* _Extract to read_
- Opening Delimiter -

Tuberculosis (TB) is the single biggest killer among infectious diseases, particularly in developing countries. It infects over 10 million people worldwide every year and kills 1.7 million. Treatment takes at least six months, it usually involves a combination of 4-7 drugs, and many patients struggle to take their antibiotics properly, fuelling the rise of drug-resistant strains of the disease. Despite all this, few new drugs for TB have been developed and registered since the 1970s.
By bringing together academic researchers with expertise in the biology, immunology and imaging of the disease, as well as industry scientists specialising in drug development, IMI’s PreDiCT-TB project set out to speed up the search for new, more effective combinations of treatments to tackle this deadly disease. In particular, the project aimed to evaluate and improve the effectiveness of preclinical laboratory models in predicting the success of drug candidates in clinical trials, which has been a major bottleneck in TB drug development.
Comparison of preclinical and clinical data
In order to achieve that, the project created a large database of preclinical data with many different preclinical models, from simple experiments in broth through to animal models – the largest and most diverse preclinical dataset available in TB to date. The project team also undertook a comprehensive review of published data from clinical trials, and created a large database containing 31 clinical trials with more than 15 000 participants.
Furthermore, PreDiCT-TB scientists performed the first systematic quantitative comparisons of preclinical and clinical results in order to evaluate how effective different preclinical models are in predicting the success of drug candidates in clinical trials. The researchers took a mathematical modelling approach to integrating that information, putting it together in a way that can be used by drug developers to predict what will happen in clinical trials. Altogether, the project produced a series of tools, which drug developers can use to increase the probability of them choosing the right drug-like compounds and getting them through clinical trials successfully.

- Closing Delimiter -

* _Exercise goal_
In the text about the PreDiCT-TB project, list the areas of expertise it attributes to the academic researchers. The records have nothing to do with the text about the PreDiCT-TB project.

* _Source information_
- Opening Delimiter -

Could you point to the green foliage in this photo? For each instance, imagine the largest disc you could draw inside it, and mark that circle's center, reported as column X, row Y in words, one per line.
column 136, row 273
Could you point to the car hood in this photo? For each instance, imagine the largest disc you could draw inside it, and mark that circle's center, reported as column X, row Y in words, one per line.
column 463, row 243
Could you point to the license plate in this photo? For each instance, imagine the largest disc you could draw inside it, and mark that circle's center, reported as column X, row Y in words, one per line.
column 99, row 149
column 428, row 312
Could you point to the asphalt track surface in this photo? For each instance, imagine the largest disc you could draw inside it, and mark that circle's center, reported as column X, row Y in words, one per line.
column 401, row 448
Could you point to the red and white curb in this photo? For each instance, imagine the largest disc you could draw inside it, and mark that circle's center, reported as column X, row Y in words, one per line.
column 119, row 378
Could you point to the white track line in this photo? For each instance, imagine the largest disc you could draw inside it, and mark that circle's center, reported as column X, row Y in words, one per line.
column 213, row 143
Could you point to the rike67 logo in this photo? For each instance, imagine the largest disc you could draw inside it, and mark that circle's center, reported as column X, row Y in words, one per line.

- Closing Delimiter -
- Opening Delimiter -

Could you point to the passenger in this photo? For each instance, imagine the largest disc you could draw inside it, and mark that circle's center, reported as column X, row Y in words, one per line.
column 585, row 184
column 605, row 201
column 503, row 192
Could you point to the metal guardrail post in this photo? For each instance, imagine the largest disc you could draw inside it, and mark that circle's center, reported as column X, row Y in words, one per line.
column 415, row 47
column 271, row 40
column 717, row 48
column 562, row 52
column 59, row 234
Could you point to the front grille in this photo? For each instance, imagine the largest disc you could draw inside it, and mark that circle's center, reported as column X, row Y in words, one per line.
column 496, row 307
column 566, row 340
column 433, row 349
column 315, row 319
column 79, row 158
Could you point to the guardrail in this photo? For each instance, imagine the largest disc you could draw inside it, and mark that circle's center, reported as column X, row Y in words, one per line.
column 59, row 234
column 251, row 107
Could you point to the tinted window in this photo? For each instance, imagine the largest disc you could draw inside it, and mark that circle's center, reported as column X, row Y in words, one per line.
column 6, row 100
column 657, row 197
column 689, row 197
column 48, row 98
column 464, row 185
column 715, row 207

- Closing Delimiter -
- Opening Delimiter -

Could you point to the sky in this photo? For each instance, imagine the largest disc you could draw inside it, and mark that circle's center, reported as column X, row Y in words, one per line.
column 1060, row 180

- Closing Delimiter -

* _Your solution_
Biology, immunology and imaging of the disease